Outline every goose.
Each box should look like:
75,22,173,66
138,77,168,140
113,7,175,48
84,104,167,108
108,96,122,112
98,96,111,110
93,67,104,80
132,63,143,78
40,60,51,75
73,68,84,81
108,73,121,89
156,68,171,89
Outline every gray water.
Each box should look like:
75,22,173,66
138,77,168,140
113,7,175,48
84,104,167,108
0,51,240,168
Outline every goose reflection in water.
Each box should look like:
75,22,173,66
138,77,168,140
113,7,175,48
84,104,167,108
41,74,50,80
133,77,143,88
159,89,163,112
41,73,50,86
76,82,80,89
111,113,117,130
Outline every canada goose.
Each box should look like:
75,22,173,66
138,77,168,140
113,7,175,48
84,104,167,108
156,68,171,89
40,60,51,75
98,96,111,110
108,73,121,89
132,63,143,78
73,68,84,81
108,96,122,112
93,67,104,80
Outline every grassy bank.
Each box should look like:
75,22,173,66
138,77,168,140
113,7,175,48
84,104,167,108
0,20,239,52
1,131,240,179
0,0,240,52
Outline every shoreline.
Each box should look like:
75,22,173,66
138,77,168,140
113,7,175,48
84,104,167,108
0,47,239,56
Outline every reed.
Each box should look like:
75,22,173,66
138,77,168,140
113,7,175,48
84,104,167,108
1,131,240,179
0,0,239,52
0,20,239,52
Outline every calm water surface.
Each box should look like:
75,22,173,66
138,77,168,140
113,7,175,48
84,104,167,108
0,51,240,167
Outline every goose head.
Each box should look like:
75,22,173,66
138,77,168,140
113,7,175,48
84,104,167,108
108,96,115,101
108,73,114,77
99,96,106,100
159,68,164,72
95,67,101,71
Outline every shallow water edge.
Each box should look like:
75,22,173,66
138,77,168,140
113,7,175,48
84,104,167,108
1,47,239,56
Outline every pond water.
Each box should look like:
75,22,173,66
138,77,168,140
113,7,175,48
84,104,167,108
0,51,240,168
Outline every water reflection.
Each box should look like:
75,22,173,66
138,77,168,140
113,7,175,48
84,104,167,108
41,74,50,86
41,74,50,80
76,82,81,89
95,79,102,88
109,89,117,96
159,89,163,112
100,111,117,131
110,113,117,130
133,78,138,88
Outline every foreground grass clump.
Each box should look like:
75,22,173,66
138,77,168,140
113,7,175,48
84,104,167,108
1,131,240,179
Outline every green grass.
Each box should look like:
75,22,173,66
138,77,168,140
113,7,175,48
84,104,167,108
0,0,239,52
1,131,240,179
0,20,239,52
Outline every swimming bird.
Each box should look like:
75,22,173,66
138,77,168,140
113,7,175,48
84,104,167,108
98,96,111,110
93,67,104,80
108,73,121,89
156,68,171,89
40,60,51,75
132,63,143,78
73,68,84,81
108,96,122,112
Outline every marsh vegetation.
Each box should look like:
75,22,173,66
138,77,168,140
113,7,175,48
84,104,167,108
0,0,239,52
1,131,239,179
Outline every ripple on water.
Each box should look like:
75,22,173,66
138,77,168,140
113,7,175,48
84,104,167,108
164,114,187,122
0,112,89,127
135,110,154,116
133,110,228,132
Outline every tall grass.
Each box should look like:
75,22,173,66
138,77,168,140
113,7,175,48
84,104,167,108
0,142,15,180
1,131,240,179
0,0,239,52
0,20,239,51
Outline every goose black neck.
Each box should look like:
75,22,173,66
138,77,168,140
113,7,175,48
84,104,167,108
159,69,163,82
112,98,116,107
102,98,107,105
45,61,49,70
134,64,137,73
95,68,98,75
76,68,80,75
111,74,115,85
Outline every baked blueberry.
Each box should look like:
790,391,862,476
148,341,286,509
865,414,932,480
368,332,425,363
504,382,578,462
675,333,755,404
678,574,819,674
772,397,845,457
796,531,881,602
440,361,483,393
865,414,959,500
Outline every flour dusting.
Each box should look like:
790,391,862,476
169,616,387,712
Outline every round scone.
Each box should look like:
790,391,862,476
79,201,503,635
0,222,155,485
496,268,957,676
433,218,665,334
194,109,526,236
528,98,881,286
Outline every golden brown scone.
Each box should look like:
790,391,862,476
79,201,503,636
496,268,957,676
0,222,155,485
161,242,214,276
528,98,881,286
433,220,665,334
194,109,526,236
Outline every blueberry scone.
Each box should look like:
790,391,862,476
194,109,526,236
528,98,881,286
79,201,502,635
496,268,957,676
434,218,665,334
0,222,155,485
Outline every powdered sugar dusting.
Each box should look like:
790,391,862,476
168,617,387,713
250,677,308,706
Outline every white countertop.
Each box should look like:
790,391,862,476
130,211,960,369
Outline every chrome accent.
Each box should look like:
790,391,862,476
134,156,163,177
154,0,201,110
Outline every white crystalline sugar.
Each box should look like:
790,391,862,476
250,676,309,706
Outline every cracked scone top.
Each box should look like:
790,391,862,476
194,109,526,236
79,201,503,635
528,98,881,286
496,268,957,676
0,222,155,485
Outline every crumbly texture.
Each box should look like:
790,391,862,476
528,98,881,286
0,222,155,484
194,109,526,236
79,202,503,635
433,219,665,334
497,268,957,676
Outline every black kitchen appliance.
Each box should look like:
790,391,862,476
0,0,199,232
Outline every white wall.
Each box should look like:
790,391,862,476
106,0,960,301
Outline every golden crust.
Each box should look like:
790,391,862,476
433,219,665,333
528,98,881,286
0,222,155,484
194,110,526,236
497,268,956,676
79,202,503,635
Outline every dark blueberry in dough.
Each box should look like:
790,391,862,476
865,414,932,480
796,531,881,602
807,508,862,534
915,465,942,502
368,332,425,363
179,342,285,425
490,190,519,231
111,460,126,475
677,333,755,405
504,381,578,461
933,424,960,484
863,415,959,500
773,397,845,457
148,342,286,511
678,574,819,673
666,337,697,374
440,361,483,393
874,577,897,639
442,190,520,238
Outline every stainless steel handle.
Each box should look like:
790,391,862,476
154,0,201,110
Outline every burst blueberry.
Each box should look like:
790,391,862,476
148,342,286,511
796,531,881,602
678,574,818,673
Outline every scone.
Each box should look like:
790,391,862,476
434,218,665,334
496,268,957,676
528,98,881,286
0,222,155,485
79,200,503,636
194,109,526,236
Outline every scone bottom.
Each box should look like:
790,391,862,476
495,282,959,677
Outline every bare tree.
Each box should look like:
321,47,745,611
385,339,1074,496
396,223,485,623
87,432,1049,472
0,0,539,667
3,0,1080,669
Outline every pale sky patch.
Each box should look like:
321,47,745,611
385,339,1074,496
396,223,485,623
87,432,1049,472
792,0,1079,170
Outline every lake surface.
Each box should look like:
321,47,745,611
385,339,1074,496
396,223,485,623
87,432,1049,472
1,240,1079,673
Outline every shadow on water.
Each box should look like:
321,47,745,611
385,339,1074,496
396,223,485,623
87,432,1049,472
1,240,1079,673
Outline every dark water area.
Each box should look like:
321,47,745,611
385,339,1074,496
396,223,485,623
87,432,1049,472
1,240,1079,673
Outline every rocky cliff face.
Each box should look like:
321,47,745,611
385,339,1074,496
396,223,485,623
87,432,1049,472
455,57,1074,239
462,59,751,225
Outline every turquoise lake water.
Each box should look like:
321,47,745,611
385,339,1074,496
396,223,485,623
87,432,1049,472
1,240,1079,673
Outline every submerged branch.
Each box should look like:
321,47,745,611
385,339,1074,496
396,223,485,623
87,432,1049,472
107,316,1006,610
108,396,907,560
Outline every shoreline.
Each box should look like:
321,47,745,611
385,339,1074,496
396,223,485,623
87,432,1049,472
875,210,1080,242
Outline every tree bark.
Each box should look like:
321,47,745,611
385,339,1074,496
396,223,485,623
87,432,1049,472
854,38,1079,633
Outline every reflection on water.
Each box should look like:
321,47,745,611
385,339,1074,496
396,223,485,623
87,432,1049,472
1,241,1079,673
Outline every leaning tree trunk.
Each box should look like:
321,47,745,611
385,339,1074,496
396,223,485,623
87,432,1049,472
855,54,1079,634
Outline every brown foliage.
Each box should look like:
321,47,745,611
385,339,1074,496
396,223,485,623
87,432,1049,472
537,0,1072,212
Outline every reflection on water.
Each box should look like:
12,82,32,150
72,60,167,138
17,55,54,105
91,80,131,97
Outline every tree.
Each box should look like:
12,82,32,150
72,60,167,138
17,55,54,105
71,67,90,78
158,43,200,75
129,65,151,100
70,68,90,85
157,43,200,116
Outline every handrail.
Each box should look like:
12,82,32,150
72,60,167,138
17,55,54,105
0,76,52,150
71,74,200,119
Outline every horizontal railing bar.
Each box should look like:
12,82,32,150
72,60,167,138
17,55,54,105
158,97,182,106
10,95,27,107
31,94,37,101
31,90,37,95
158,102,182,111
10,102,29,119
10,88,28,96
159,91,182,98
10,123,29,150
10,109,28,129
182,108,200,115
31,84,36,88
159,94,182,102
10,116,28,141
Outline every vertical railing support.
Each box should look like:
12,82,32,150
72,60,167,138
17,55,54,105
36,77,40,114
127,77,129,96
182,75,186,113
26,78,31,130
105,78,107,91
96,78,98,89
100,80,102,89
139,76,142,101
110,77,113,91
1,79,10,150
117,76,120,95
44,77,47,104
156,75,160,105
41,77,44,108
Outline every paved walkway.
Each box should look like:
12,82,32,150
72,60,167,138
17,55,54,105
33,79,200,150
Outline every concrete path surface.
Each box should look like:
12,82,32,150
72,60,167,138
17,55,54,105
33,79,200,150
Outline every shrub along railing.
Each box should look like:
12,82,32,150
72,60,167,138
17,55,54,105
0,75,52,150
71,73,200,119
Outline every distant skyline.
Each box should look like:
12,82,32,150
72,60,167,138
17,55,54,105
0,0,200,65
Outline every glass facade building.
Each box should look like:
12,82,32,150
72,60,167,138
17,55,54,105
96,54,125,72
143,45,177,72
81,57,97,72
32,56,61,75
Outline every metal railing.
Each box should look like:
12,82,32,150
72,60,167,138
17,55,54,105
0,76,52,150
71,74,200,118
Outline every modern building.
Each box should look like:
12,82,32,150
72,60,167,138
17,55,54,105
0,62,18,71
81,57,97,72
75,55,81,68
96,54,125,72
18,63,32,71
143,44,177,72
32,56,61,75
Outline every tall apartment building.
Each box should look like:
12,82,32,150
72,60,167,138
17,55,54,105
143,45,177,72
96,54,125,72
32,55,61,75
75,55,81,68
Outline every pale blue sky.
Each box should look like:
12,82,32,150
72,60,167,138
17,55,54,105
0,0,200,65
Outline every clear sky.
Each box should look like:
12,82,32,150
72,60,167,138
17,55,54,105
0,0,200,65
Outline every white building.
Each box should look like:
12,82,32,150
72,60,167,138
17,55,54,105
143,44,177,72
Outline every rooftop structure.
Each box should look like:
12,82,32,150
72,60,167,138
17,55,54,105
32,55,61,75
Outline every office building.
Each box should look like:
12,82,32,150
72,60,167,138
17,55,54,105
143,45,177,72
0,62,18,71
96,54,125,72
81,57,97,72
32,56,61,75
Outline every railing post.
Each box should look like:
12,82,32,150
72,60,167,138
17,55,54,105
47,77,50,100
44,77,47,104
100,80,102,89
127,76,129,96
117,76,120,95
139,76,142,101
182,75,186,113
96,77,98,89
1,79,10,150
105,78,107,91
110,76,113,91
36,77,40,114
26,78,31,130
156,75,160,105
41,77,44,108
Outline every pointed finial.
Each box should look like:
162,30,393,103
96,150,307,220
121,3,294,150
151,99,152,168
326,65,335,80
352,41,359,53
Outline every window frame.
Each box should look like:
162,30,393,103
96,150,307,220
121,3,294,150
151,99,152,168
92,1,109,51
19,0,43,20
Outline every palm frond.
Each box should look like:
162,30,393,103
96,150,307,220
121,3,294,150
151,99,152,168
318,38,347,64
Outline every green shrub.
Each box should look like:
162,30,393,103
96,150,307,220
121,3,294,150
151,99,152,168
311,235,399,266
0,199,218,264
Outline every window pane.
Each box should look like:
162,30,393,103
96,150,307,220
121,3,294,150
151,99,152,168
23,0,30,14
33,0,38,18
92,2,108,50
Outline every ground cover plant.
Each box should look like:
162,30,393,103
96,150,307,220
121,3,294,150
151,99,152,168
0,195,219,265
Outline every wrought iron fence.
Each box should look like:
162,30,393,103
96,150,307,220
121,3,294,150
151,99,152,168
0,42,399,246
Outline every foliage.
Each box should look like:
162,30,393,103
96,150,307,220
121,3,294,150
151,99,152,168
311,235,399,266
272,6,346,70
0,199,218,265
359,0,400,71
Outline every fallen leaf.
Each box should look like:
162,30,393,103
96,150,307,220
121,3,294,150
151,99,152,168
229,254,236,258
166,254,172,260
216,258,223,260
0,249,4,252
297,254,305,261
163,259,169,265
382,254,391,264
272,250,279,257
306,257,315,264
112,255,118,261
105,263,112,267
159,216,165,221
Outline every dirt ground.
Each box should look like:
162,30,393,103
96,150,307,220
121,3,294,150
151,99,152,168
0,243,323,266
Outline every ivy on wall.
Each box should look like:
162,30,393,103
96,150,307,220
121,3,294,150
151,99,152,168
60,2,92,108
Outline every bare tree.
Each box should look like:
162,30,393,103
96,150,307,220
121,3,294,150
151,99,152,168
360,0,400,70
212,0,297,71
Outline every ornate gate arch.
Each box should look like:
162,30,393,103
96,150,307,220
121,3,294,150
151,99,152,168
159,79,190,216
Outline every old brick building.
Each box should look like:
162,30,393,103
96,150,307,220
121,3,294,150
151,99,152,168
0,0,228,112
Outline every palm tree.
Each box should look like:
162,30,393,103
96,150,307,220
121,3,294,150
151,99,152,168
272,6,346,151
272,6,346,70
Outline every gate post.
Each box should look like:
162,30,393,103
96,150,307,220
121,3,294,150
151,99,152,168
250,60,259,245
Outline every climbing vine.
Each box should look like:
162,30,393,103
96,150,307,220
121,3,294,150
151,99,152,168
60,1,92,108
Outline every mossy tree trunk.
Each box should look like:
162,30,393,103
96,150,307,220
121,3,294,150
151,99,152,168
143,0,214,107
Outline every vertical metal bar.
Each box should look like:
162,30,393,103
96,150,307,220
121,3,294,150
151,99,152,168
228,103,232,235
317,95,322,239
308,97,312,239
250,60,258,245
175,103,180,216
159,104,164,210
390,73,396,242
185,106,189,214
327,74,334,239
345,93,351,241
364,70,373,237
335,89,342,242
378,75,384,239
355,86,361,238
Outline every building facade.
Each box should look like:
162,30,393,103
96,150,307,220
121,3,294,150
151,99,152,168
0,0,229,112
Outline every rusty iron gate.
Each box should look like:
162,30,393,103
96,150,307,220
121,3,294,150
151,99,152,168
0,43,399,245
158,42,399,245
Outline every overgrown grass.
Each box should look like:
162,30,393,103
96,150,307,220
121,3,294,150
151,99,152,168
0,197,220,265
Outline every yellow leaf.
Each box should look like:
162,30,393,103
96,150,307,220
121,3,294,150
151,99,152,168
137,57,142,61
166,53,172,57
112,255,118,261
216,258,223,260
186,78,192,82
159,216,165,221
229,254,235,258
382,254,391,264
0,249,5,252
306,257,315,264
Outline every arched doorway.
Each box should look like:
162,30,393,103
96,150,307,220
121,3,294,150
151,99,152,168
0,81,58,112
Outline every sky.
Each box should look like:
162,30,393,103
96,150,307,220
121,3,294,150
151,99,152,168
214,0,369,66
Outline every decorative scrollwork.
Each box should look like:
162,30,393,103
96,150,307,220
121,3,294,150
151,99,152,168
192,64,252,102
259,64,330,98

§ What to work on:
Reading through the records above, report each line in which the string "pale" is found.

§ Answer to this exercise:
Outline every pale sky patch.
Outline every pale blue sky.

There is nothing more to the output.